**抜粋本文**
1980年代のはじめ、マイケル・コルレオーネは、自ら育て上げたシンディケイト企業群のうち、合法的な金融業や不動産業、文化事業などの部門を合法の賭博業や非合法の「裏家業」ないし風俗部門(飲食・売春など)から完全に分離して、倫理上も後ろ指を差されることのない健全な多国籍コンツェルンや財団へと再編しようと奮闘していた。
議会公聴会での喚問や批判を何とかやり過ごしながら。経営する巨大な金融コンツェルンになったため、より強く社会的な批判にさらされることになり、ことに連邦議会はイタリア系犯罪組織との関係、マイケルの過去の犯罪疑惑について執拗に調査を続けていたのだ。
とりわけ多国籍化した巨大企業に対しては、1970年代から連邦議会は代表院(下院)に「多国籍企業調査委員会」を設置して有力企業の経営陣を喚問し、その経済倫理上の問題を調査してきた。だが、1980年代になると、アメリカの政治は概して保守化し、ことにレイガン政権の登場とともに、企業の力任せの経営や国際化を野放しにするようになった。たぶん、その動きのなかで、マイケルへの関門調査もこれが最後になりそうな気配だ。
マイケルは20年も前からファミリー企業の合法化に奔走してきた。ところが、非合法・風俗部門シンディケイトのほとんどは、コルレオーネ・ファミリー以外のマフィア企業団とも絡み合っていた。
シンディケイトは、これらのファミリーの企業連合だった。
こうしたファミリーから見れば、アメリカ全域のイタリア系裏社会のドンとして公然・隠然と君臨してきたマイケル――とそのファミリー企業群――がシンディケイトから引退・離脱すれば、この世界での「力の均衡」が崩れて、やがてはふたたび血で血を洗う権力闘争に戻ってしまうのではないか、という恐れがあった。
また、最も有力な金融組織のバックアップがなくなり、利権の旨みが衰退しかねないという懸念もあった。
■コルレオーネ包囲網■
この動揺を機に、マイケルに含むところがある長老、ドン・アルトベロは、大西洋の両側のマフィア社会を力づくで再編して、この世界の覇権を奪取しようと画策した。
彼は、かねてからマイケルがファミリービズネスの合法化を企図していることを知っていた。そこで、この間、着々と準備を重ねて、マイケルがマフィア社会から引退するのに乗じて、一気呵成に権力闘争を仕かけようとしていた。
そのために、アメリカではシンディケイトの――暴力・汚れ仕事を一手に引き受けている――強面、ジョーイ・ザザを抱き込んで操り、国外ではイタリア・シチリアの闇社会やヴァティカンの保守派と提携して、攻撃のタイミングを窺っていた。
なかでも、アルトベロにとって、この謀略の「盟友」となったのは、ローマ教皇庁の財政金融機関の長官、キルディ大司教だった。

**記録一覧**
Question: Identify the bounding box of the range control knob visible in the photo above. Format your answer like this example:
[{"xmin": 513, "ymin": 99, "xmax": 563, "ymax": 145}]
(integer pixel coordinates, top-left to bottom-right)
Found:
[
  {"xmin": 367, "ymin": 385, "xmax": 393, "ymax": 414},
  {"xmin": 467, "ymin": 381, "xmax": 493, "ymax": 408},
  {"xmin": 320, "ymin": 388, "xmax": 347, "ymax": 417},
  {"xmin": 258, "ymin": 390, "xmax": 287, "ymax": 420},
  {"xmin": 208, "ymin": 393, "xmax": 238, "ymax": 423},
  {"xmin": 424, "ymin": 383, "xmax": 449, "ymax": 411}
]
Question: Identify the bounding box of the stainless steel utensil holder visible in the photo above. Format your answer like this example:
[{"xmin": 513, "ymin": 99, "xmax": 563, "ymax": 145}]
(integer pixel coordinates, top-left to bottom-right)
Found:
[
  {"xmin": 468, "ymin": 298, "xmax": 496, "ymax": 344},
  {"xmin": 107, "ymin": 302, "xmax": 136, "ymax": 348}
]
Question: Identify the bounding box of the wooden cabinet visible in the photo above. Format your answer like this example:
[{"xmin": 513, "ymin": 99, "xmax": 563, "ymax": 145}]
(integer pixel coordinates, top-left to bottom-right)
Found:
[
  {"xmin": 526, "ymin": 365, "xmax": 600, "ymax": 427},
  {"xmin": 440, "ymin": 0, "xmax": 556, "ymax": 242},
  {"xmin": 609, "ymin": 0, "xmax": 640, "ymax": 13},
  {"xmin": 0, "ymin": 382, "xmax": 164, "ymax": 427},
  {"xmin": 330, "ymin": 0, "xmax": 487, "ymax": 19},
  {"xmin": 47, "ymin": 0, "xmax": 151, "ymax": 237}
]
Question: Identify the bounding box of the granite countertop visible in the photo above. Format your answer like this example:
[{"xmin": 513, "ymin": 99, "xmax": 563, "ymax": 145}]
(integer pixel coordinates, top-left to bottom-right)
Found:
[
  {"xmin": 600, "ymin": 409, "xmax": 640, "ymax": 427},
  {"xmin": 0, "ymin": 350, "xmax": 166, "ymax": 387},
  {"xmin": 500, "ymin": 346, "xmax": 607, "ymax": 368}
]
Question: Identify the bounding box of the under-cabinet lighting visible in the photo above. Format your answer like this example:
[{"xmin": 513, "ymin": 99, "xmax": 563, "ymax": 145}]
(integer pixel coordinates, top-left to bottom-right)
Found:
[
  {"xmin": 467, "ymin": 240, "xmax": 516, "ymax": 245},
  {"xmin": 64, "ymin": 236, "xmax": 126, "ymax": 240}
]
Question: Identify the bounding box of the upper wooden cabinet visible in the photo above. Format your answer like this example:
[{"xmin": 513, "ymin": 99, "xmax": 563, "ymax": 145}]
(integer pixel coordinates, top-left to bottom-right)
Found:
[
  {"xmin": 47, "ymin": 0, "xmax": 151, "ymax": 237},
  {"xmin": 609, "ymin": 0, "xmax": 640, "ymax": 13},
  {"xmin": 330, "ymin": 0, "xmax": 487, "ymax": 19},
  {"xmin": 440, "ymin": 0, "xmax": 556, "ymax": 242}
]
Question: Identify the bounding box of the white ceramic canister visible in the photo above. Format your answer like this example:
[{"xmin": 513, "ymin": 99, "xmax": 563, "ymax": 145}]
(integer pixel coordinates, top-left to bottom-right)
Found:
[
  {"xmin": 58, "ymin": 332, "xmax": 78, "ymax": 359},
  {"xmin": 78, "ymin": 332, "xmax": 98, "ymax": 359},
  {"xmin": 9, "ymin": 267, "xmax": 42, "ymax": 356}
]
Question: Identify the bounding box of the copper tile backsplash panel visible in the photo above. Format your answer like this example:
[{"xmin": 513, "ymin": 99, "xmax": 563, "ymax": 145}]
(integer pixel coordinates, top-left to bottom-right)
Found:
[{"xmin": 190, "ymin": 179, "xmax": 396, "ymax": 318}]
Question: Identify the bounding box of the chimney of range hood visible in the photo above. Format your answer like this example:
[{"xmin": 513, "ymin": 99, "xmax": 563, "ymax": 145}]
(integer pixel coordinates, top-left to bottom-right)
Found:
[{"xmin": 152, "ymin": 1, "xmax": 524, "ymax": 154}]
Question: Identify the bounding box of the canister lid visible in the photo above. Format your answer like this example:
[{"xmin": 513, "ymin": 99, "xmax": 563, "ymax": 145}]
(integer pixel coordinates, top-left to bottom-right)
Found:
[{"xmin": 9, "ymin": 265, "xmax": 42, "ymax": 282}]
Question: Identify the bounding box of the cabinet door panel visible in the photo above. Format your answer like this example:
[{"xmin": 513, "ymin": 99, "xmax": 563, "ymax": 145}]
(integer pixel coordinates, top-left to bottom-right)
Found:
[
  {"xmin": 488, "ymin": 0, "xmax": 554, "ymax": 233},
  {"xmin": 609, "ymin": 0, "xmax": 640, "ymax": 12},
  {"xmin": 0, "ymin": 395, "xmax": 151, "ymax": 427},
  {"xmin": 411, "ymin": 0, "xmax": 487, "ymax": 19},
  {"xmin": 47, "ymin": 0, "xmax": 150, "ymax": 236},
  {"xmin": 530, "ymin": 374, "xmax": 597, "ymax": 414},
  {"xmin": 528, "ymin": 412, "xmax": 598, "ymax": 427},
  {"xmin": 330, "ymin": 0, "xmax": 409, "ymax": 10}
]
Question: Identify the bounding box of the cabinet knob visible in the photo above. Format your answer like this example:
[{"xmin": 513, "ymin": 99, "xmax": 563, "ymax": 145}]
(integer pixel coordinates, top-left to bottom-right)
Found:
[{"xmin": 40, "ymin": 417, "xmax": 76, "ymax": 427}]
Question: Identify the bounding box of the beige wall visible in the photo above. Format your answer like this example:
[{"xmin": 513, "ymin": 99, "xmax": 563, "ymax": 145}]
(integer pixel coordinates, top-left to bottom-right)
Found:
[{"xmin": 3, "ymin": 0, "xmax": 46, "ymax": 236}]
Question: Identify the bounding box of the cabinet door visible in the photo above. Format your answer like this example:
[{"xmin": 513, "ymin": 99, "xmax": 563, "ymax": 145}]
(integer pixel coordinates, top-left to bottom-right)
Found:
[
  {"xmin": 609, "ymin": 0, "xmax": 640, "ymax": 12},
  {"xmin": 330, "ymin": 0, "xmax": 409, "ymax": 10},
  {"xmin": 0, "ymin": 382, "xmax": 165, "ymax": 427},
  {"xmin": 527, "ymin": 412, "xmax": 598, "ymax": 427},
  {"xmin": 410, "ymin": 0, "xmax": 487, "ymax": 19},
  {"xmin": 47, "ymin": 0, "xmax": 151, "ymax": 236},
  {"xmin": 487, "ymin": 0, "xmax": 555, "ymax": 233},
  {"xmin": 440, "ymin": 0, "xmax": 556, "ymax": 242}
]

**作業指示**
a: 抜粋本文によると、アルトベロの謀略で「盟友」となったのは誰か。
b: 記録のうち、"Question: Identify the bounding box of the beige" を含む行から記録の最終行まで(両端を含む)を、空行を除き、1行を1つの文字列とするJSONリストとして並べてください。

**解答**
a: ローマ教皇庁の財政金融機関の長官、キルディ大司教。

b:
[
  "Question: Identify the bounding box of the beige wall visible in the photo above. Format your answer like this example:",
  "[{\"xmin\": 513, \"ymin\": 99, \"xmax\": 563, \"ymax\": 145}]",
  "(integer pixel coordinates, top-left to bottom-right)",
  "Found:",
  "[{\"xmin\": 3, \"ymin\": 0, \"xmax\": 46, \"ymax\": 236}]",
  "Question: Identify the bounding box of the cabinet door visible in the photo above. Format your answer like this example:",
  "[{\"xmin\": 513, \"ymin\": 99, \"xmax\": 563, \"ymax\": 145}]",
  "(integer pixel coordinates, top-left to bottom-right)",
  "Found:",
  "[",
  "  {\"xmin\": 609, \"ymin\": 0, \"xmax\": 640, \"ymax\": 12},",
  "  {\"xmin\": 330, \"ymin\": 0, \"xmax\": 409, \"ymax\": 10},",
  "  {\"xmin\": 0, \"ymin\": 382, \"xmax\": 165, \"ymax\": 427},",
  "  {\"xmin\": 527, \"ymin\": 412, \"xmax\": 598, \"ymax\": 427},",
  "  {\"xmin\": 410, \"ymin\": 0, \"xmax\": 487, \"ymax\": 19},",
  "  {\"xmin\": 47, \"ymin\": 0, \"xmax\": 151, \"ymax\": 236},",
  "  {\"xmin\": 487, \"ymin\": 0, \"xmax\": 555, \"ymax\": 233},",
  "  {\"xmin\": 440, \"ymin\": 0, \"xmax\": 556, \"ymax\": 242}",
  "]"
]